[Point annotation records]
+ + + +
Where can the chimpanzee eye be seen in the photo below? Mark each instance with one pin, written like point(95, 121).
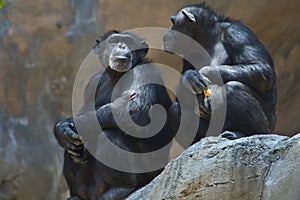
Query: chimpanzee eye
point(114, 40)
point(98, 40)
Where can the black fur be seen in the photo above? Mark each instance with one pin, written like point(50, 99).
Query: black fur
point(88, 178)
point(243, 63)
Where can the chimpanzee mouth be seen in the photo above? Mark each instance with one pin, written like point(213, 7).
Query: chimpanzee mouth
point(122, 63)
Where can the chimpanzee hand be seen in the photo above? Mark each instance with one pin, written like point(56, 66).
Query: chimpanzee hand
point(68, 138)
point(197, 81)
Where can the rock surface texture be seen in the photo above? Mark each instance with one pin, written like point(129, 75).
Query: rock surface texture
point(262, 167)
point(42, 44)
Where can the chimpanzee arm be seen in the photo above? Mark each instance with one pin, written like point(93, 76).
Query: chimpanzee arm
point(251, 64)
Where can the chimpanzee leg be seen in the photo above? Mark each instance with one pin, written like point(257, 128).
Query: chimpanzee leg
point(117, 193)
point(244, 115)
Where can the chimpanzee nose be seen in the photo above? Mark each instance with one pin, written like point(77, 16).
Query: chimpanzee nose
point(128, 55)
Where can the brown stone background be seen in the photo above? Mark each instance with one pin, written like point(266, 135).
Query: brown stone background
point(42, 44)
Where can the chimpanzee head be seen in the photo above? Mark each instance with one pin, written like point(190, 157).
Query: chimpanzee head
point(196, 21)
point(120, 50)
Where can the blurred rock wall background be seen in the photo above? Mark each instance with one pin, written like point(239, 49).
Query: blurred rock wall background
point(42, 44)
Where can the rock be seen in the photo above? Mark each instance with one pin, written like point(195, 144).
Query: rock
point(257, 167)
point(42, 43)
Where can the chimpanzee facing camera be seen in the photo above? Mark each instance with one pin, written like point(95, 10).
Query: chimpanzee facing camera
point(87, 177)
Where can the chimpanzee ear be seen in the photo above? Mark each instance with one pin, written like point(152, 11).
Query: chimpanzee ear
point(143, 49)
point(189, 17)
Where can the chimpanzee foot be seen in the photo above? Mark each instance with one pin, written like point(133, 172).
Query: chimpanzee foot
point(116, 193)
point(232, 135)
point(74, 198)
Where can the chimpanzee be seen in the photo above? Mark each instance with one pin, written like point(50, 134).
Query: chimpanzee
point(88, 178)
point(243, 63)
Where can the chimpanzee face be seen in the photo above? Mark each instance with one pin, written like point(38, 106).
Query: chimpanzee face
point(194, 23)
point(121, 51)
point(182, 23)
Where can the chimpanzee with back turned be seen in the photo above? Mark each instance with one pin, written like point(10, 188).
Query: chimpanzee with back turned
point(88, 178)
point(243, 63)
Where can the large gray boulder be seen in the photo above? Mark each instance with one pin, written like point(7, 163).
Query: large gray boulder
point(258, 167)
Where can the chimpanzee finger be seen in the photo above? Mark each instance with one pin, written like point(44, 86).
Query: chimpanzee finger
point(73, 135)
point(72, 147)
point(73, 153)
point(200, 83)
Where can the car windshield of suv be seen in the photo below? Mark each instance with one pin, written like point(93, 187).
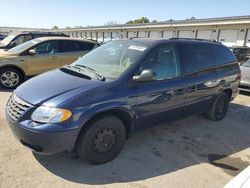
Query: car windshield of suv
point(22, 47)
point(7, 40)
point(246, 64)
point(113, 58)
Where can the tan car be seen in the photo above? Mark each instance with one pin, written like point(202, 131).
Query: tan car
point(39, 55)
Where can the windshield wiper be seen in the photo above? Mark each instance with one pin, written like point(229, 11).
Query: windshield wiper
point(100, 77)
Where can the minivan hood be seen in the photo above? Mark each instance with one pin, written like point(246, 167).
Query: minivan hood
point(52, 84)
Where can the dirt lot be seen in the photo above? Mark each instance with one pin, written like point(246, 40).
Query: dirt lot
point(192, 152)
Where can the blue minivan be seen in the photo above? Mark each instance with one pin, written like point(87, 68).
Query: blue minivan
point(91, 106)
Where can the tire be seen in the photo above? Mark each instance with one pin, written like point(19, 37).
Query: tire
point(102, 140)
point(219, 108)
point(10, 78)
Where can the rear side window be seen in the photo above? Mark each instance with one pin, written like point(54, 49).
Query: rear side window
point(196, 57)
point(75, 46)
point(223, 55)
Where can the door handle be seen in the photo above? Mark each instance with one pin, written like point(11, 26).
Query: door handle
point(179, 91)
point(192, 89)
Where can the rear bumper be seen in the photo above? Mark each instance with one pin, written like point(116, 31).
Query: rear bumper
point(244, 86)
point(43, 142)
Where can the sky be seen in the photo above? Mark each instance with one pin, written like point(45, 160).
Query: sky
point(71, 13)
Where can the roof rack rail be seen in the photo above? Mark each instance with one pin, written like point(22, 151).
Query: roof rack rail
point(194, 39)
+ + + +
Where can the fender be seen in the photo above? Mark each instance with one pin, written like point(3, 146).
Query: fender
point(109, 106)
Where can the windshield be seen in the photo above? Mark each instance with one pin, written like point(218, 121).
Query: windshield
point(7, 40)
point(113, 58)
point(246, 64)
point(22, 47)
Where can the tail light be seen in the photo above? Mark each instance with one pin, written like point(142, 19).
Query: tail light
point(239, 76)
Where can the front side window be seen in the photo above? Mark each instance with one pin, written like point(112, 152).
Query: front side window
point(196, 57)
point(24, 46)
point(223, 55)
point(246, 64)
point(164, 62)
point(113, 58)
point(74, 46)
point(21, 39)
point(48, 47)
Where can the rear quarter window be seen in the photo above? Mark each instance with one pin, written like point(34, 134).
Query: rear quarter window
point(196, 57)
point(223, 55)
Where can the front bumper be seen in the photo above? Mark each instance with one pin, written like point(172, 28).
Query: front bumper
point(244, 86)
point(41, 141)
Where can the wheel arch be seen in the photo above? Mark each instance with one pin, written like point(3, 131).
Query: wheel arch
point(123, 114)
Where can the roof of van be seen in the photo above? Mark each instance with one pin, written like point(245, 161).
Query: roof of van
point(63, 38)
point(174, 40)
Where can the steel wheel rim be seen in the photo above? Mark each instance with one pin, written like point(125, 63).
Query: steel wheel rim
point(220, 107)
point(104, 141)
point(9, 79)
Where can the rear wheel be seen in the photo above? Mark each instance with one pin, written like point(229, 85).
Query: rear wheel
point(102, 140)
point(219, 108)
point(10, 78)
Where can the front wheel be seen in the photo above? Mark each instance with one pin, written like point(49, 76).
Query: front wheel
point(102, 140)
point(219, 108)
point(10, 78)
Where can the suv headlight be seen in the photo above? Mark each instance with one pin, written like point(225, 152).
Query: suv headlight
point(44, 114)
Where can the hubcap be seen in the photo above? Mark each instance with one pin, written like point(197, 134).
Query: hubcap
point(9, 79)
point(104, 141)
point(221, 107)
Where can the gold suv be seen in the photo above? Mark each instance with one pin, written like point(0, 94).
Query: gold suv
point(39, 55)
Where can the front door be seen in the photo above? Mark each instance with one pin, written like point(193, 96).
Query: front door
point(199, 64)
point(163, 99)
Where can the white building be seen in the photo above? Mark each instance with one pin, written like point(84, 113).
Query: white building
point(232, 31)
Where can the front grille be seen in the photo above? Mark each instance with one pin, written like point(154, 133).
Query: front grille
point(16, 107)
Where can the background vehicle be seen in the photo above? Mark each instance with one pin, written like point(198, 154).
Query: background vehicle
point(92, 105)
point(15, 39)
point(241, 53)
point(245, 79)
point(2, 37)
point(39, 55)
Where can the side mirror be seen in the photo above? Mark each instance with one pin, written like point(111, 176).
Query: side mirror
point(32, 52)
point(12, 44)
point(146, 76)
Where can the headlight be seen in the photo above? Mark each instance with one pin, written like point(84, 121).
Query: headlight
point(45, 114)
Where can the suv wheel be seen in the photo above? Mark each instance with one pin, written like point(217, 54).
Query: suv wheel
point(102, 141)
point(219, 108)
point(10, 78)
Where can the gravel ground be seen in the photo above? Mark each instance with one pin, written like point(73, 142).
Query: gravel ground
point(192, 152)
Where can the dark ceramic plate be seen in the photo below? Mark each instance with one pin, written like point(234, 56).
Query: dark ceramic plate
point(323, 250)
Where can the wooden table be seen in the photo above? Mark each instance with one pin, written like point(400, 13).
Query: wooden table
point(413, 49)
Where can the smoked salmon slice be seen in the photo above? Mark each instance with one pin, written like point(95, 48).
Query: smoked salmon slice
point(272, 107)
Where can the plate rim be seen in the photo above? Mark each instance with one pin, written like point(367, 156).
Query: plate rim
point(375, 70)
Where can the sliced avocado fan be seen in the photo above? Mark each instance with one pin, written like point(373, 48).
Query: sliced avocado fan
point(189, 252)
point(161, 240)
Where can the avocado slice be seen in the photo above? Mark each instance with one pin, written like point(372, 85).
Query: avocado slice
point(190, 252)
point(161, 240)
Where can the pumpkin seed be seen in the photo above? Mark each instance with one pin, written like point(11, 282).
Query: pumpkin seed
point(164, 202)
+ + + +
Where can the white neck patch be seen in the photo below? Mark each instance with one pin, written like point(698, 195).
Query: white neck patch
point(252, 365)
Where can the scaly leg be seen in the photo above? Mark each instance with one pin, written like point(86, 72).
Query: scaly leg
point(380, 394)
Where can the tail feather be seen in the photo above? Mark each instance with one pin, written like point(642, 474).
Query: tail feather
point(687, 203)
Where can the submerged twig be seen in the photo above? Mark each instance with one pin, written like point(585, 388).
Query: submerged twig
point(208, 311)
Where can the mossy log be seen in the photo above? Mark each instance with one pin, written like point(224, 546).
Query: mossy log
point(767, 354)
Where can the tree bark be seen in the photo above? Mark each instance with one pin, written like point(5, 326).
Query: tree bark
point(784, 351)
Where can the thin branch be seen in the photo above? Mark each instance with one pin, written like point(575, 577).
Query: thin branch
+ + + +
Pick out each line in the records above that contains the word "gravel" and copy those lines.

COMPLETE RESPONSE –
Where can the gravel ground be seen in the photo above? Mark each instance with one pin, written like point(73, 142).
Query: gravel ground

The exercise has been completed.